[Region labeling entries]

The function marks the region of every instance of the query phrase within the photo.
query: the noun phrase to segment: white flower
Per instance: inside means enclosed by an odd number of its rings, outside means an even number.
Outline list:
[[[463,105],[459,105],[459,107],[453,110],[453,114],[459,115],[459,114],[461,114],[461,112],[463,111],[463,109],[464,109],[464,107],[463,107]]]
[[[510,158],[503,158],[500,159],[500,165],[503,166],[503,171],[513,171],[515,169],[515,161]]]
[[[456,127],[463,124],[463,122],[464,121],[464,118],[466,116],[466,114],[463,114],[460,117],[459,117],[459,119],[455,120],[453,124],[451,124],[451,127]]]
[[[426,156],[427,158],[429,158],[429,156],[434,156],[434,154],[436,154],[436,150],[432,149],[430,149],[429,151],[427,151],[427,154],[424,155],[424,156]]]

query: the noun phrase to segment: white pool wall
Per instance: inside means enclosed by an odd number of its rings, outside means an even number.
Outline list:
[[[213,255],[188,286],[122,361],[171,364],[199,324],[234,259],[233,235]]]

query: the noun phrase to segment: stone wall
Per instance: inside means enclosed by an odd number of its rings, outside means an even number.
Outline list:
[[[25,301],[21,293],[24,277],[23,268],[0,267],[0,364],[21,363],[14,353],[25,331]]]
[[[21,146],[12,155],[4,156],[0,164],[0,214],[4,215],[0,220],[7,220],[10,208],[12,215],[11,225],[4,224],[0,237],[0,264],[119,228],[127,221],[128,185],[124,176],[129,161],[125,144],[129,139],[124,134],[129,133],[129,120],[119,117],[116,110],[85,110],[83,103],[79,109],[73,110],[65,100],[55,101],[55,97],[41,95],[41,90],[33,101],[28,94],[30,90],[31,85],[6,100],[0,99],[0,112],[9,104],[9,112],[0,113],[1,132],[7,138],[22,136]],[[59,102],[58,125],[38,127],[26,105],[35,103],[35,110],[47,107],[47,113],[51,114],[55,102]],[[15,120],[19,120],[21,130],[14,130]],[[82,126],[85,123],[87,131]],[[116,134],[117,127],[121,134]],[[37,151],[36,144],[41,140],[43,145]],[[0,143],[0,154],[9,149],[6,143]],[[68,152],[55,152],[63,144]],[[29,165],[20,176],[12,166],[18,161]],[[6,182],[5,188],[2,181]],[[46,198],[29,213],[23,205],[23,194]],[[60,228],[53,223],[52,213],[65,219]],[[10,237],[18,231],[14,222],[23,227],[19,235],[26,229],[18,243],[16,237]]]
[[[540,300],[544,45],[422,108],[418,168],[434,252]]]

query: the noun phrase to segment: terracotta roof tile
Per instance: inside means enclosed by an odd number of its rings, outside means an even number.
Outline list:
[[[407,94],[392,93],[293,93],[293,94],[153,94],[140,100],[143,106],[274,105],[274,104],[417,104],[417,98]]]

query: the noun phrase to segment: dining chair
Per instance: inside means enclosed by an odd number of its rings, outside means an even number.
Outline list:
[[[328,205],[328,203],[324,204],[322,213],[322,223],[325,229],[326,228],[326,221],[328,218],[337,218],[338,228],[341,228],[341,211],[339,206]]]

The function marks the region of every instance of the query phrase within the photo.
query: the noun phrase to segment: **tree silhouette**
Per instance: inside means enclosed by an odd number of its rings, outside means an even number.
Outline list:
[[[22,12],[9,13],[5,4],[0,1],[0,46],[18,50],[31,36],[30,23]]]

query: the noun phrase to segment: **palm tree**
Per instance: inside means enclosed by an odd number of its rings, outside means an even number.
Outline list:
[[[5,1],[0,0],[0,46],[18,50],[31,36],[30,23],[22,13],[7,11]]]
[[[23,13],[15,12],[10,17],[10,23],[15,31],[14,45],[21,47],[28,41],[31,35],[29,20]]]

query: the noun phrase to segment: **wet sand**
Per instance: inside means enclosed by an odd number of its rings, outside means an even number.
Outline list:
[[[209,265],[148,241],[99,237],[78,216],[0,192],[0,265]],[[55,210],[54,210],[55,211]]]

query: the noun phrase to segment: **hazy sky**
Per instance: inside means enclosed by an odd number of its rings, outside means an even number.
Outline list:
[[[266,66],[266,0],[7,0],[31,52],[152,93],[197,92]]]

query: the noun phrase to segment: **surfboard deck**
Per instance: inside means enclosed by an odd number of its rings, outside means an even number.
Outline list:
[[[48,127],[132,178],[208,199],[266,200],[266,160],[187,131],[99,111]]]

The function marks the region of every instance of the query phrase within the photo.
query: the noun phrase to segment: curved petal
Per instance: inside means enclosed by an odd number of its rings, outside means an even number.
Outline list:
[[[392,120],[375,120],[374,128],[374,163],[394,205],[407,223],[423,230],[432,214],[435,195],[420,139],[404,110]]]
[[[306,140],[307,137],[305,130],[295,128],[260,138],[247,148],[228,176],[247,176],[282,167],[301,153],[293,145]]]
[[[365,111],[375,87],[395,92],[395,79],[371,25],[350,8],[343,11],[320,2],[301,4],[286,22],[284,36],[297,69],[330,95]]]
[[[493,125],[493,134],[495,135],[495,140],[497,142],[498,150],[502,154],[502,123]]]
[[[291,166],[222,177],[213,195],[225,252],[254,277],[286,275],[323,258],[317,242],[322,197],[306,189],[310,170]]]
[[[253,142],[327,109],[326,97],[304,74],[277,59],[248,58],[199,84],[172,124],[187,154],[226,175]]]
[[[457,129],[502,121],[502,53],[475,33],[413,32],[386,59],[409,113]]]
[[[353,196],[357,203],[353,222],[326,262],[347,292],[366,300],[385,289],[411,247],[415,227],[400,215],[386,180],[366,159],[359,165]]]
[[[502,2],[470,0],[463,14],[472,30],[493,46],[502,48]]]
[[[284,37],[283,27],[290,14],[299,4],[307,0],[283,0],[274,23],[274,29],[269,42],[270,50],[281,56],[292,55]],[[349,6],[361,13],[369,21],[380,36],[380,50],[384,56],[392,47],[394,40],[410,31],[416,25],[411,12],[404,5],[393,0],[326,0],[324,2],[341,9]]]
--
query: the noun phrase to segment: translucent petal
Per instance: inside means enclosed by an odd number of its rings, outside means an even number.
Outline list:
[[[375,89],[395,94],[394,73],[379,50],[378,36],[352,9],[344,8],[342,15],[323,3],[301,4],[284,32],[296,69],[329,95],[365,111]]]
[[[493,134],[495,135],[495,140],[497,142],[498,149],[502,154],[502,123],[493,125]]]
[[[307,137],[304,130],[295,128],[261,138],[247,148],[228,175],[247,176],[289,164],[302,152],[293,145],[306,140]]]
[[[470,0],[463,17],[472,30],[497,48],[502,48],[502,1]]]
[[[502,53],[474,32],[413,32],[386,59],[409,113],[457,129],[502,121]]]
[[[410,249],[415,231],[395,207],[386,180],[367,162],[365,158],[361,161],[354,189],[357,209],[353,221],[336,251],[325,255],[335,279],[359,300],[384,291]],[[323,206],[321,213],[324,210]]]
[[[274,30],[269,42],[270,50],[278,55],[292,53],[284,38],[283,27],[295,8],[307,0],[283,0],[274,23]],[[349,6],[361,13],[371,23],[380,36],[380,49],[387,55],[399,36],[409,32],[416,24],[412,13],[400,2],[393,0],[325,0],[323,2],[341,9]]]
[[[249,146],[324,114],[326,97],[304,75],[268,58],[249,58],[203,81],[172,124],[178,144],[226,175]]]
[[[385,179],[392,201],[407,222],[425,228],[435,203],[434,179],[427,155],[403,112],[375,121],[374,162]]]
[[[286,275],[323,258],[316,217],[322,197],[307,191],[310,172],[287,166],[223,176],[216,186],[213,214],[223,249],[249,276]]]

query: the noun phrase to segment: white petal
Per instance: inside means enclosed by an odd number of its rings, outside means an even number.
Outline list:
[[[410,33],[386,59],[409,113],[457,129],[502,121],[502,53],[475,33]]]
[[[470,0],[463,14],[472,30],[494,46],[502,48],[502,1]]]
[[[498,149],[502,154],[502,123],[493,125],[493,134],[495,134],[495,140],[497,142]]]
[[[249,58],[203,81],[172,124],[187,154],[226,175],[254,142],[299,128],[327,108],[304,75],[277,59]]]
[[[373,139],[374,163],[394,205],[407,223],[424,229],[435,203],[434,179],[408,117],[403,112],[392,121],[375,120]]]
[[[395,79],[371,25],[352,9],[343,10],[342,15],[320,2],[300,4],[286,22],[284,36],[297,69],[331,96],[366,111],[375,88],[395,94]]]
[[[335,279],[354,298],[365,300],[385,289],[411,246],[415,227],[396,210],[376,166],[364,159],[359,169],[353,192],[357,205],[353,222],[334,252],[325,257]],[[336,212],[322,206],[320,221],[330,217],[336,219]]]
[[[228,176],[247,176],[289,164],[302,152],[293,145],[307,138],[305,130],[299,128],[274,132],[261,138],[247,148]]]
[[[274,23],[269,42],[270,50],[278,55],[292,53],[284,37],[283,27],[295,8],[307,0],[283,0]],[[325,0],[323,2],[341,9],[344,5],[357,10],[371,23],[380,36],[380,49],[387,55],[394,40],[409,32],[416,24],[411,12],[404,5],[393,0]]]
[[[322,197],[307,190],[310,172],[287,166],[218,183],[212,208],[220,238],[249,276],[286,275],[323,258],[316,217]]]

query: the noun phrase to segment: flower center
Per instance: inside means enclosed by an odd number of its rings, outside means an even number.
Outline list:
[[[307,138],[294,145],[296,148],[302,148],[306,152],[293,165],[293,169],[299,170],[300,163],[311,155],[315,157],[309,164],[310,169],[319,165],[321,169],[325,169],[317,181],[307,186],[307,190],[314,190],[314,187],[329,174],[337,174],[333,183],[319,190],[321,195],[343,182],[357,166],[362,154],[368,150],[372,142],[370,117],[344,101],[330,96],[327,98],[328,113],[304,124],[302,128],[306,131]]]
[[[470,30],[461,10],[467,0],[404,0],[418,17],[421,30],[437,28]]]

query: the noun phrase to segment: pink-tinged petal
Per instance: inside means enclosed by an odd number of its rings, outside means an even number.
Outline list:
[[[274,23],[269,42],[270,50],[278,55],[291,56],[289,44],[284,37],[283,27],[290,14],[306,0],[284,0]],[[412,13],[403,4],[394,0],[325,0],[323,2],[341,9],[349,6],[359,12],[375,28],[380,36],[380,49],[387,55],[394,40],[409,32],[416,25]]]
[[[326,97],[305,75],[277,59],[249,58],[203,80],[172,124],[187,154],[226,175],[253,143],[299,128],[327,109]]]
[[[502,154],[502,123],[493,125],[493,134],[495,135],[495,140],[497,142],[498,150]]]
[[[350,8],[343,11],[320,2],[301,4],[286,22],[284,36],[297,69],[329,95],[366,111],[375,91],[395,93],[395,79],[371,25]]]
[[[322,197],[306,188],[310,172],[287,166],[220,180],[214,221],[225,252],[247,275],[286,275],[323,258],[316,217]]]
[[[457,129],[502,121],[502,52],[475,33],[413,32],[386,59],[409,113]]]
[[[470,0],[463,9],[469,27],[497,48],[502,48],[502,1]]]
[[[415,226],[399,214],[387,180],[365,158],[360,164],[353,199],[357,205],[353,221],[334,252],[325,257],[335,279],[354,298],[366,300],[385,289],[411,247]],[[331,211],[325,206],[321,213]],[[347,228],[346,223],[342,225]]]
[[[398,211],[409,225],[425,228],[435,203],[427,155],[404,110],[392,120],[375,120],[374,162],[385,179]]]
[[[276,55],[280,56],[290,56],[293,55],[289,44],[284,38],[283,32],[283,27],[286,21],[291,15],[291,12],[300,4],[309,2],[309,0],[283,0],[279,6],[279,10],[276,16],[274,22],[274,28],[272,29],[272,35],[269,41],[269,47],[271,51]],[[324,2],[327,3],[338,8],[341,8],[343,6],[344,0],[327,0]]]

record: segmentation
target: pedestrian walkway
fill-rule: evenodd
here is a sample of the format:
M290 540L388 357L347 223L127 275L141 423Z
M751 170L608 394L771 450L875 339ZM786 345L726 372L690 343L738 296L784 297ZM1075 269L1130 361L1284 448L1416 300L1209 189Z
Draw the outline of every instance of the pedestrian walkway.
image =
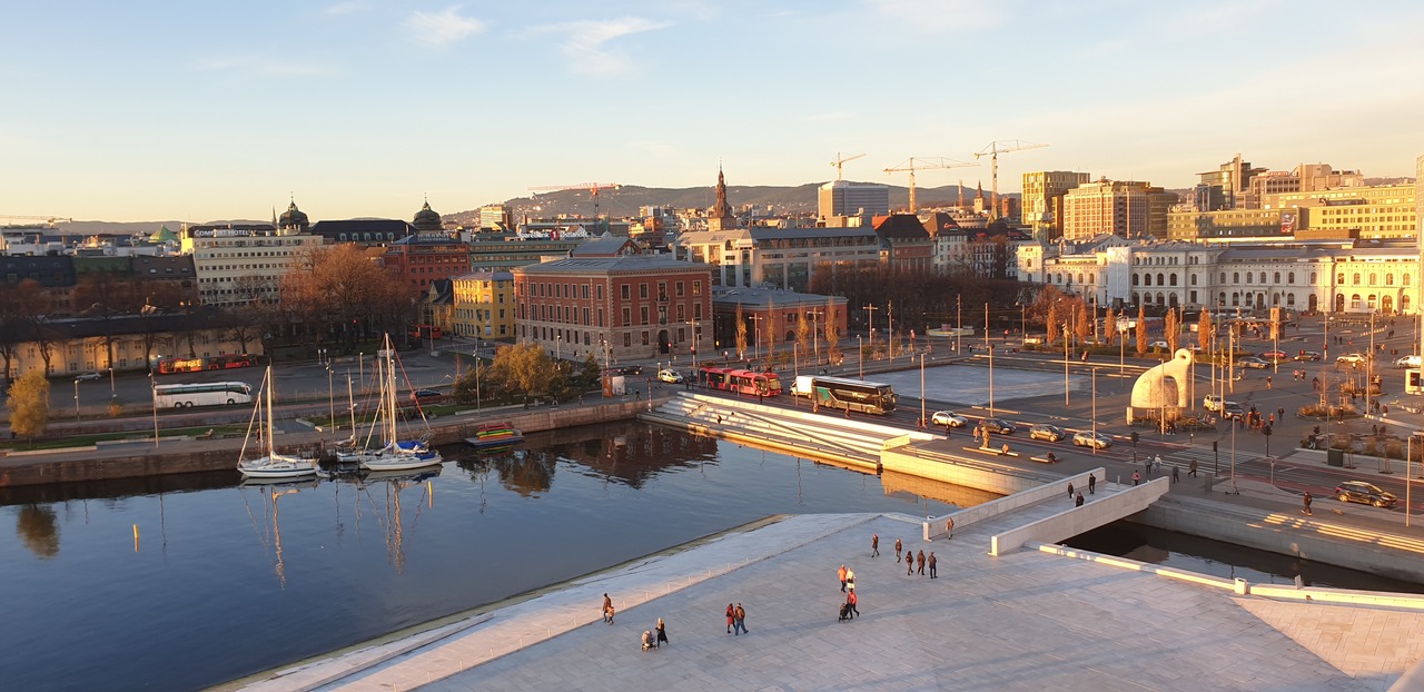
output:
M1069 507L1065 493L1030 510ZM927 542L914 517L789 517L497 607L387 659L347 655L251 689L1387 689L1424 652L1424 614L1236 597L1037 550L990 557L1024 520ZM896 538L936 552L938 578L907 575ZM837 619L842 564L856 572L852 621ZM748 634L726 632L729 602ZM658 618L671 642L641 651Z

▶ GOAL OF THE EXERCISE:
Rewrite the lines between the one holding "record: segmentation" and the one holding "M1069 507L1065 493L1030", inclusive, as a JSON list of strings, one string per line with blank lines omitted. Leave the pictures out of the answer.

▶ EXERCISE OUTPUT:
[
  "record: segmentation",
  "target: pedestrian walkway",
  "fill-rule: evenodd",
  "here is a sample of the format:",
  "M290 540L388 357L347 223L127 275L141 423Z",
  "M751 170L608 394L771 450L875 339ZM786 345L726 372L690 343L738 296L784 297ZM1075 269L1130 361L1284 448L1416 300L1209 189Z",
  "Draw the outline of every instance of the pedestrian walkway.",
  "image =",
  "output:",
  "M1069 507L1065 493L1030 510ZM927 542L914 517L789 517L497 607L387 659L347 655L251 689L1387 689L1424 652L1424 614L1236 597L1037 550L990 557L1024 520ZM896 538L936 552L938 578L907 575ZM837 619L842 564L856 572L852 621ZM748 634L726 632L729 602ZM658 618L671 642L641 651Z"
]